[Texte fourni]

%%

Cellules et facteurs impliqués 1. Cellules endothéliales
B Les cellules endothéliales constituent une monocouche tapissant la paroi vasculaire qui est un lieu d’échange permanent, sélectif, séparant le secteur intravasculaire du sous-endothélium. À l’état physiologique, l’endothélium exprime des propriétés antiplaquettaires, anticoagulantes et donc antithrombotiques qui peuvent être altérées lors de circonstances pathologiques.
2. Plaquettes Les plaquettes circulent normalement à l’état non activé. Elles portent à leur surface des récepteurs, dont les plus importants sont la glycoprotéine GPIb, le complexe glycoprotéinique GPIIb/ IIIa (ou intégrine αII
β3) et d’autres récepteurs pour le collagène, la thrombine, l’adrénaline et
l’ADP notamment. Ces glycoprotéines permettent aussi aux plaquettes de se lier spécifiquement à certaines protéines comme le vWF et le fibrinogène. Dans certaines circonstances, les plaquettes sont capables de s’activer en changeant de forme et en libérant le contenu de leurs
granules de stockage (en particulier du vWF, de l’ADP et du fibrinogène).
- Facteur Willebrand Le vWF est une grosse protéine multimérique, complexée avec le facteur VIII (FVIII, facteur antihémophilique A) ; sa taille est régulée par une métalloprotéinase, ADAMTS13. Présent dans le plasma, le sous-endothélium et les plaquettes, le vWF forme une sorte de « colle » pour les plaquettes qui se fixent au vaisseau lésé par l’intermédiaire de la GPIb et de GPIIb/IIIa. Pour exercer ce rôle, le vWF change de forme et s’allonge, ce qui lui permet d’augmenter le nombre de sites de liaison aux plaquettes. Le vWF se fixe aussi au collagène présent dans le
sous-endothélium.4. Fibrinogène Le fibrinogène abondant dans le plasma et présent aussi dans les plaquettes est synthétisé par le foie. L’agrégation plaquettaire consiste en l’établissement de ponts entre les GPIIb/IIIa de
différentes plaquettes mis en place grâce aux molécules de fibrinogène.

%%

[Travail demandé]
• A. Extrayez du texte fourni tout le passage qui va de « 2. Plaquettes Les » jusqu'à « et du fibrinogène). ».
• B. Répondez brièvement aux questions suivantes à partir du texte fourni.
(i) Quelle métalloprotéinase régule la taille du vWF ?
(ii) Quel organe synthétise le fibrinogène ?
(iii) Dans quel état les plaquettes circulent-elles normalement ?

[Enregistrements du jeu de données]

%%

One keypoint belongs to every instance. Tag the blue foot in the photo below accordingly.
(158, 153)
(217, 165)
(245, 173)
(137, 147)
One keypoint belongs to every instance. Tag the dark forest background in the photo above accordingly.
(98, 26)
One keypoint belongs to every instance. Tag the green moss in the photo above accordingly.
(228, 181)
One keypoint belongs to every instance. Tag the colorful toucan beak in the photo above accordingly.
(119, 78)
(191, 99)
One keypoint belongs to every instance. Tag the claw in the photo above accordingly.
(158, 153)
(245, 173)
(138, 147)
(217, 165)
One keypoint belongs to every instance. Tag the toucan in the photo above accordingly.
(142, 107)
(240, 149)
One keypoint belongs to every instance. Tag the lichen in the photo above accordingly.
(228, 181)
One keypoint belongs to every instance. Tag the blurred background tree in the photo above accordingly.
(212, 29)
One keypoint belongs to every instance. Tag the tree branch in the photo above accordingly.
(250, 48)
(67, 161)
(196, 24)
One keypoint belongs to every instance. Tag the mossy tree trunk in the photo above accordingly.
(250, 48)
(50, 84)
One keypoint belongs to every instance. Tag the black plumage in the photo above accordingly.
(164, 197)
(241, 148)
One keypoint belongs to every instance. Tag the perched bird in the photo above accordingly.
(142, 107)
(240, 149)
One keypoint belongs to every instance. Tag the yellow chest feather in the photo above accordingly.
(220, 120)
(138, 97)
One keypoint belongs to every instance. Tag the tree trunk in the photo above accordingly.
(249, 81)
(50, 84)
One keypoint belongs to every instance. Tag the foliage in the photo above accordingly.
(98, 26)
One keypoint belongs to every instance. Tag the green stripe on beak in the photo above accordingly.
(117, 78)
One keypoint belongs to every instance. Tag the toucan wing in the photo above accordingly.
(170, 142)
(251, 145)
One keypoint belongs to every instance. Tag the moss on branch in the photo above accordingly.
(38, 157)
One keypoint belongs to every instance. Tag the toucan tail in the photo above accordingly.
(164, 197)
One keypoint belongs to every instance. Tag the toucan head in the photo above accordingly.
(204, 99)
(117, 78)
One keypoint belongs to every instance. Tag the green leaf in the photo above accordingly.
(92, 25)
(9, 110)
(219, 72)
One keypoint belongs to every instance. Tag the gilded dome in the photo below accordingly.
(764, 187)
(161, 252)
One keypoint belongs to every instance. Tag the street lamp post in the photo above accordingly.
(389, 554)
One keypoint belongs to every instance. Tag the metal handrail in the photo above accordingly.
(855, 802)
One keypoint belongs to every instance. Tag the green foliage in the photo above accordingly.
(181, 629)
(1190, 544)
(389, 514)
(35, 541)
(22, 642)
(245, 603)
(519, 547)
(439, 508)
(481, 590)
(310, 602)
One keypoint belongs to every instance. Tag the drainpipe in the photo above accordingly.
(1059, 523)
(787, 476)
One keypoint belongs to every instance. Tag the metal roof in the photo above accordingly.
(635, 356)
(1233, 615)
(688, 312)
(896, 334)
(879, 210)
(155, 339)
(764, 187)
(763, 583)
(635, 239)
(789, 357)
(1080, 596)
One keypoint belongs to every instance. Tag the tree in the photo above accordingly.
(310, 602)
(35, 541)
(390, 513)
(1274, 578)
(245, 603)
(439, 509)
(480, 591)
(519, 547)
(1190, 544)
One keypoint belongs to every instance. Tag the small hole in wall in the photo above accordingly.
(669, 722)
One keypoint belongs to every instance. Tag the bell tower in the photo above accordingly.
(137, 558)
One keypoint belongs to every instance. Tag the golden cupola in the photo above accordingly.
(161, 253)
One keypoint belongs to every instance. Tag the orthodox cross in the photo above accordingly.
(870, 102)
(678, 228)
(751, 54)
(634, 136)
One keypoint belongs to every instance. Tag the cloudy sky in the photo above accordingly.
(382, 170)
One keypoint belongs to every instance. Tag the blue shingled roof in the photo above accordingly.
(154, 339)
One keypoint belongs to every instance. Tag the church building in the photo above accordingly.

%%

[Ensemble des réponses]
• A.
2. Plaquettes Les plaquettes circulent normalement à l’état non activé. Elles portent à leur surface des récepteurs, dont les plus importants sont la glycoprotéine GPIb, le complexe glycoprotéinique GPIIb/ IIIa (ou intégrine αII
β3) et d’autres récepteurs pour le collagène, la thrombine, l’adrénaline et
l’ADP notamment. Ces glycoprotéines permettent aussi aux plaquettes de se lier spécifiquement à certaines protéines comme le vWF et le fibrinogène. Dans certaines circonstances, les plaquettes sont capables de s’activer en changeant de forme et en libérant le contenu de leurs
granules de stockage (en particulier du vWF, de l’ADP et du fibrinogène).

• B.
(i) ADAMTS13.
(ii) Le foie.
(iii) À l'état non activé.